(OBJECTIVE 1) In the passage on Coca Cola's organization, transcribe the text starting with "The Coca Cola Company currently" and going on through "is fairly wide.".
(OBJECTIVE 2) According to the passage on Coca Cola's organization, what makes Coca Cola a typical complex organization?

(EXTRACT TO READ)
□ □ □ □ □

Coca Cola Organization

The Coca Cola Company, founded in 1886 in Atlanta, the United States, is the world’s largest nonalcoholic beverage company. Coca Cola currently owns and markets more than 500 beverage brands (Anonymous, 2010), including waters, sports and energy drinks, juices, tea and coffee, which are distributed in over 200 countries throughout the world.
Along with Coca Cola, the company also owns Sprite, Fanta and Diet Coke, which are four of the world’s top five nonalcoholic beverage brands (Anonymous, 2010). As a company with a history of over 120 years, the Coca Cola Company now has an operating structure with seven operating segments and approximately 139,600 worldwide employees (Anonymous, 2010). Today, Coca Cola has subsidiaries around the world and has developed its own management and distribution system.
The relative data and evidences shown in the following analysis will illustrate the effectiveness of the current structure model of Coca Cola and how managers of Coca Cola applied the hybrid structure to manage the subsidiaries in different regions efficiently and the strategy of decentralization to reduce the management cost and improve autonomy of these different departments. Furthermore, Coca Cola values its unique organizational culture and has set different mission, vision and values to guide the organization, the segments, and its teams.

These invisible forces have been serving as the “Roadmap” for the company to achieve the long-term goals. In the second part of the report of the company culture, facts and stories mentioned would give examples and interpret how the “liability of a strong culture” could impact Coca Cola’s competitiveness and why it is so important for Coca Cola to understand customers’ needs in order to introduce more customer-orientated organizational culture rather than outcome-oriented culture. Organizational Structure
Coca Cola is a typical complex organization by having seven operative units in geographic areas around the world, six functional departments being responsible for different tasks and a diversified labor force from different nations. Additionally, a combined characteristic of Mechanism and Organism is also one of most representative features of complexity. Under this structure, employees can not only improve their performance to the maximum level, but they also help the company expand global market and adapt the changing environment.
The Coca Cola Company currently employs approximately 139,600 employees (Anonymous, 2010). According to a general organizational chart stemmed from the company’s website, the division of labor is based on diverse job designs which exist specific rules and regulations to direct employees and managers. There are at least 5 hierarchical levels in the corporate. At each level, for instance, one regional director supervises about 10 subordinates on average; therefore, the p of control is fairly wide.
And based on the information of its website, the geographic regions are broken down into the diverse units that are located round the world, which are mainly North America, Middle East, Asia, Europe, Eurasia, Latin America and finally Africa. And then, each subunit has its own organizational structure based on functional departmentalization. For example, in North America, its major departments are marketing, finance, and packaging, sales, and research and development administration.

□ □ □ □ □

(DATA)
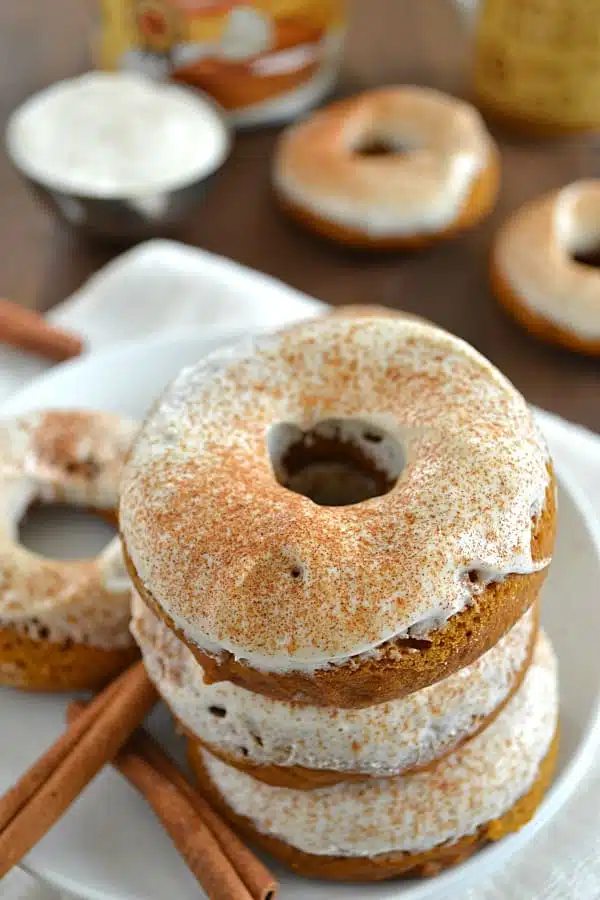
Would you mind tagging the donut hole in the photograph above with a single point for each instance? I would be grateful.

□ □ □ □ □

(WRITTEN ANSWER 1)
The Coca Cola Company currently employs approximately 139,600 employees (Anonymous, 2010). According to a general organizational chart stemmed from the company’s website, the division of labor is based on diverse job designs which exist specific rules and regulations to direct employees and managers. There are at least 5 hierarchical levels in the corporate. At each level, for instance, one regional director supervises about 10 subordinates on average; therefore, the p of control is fairly wide.

(WRITTEN ANSWER 2) It has seven operative units in geographic areas around the world, six functional departments responsible for different tasks, and a diversified labor force from different nations. It also combines the characteristics of Mechanism and Organism, which the passage calls one of the most representative features of complexity.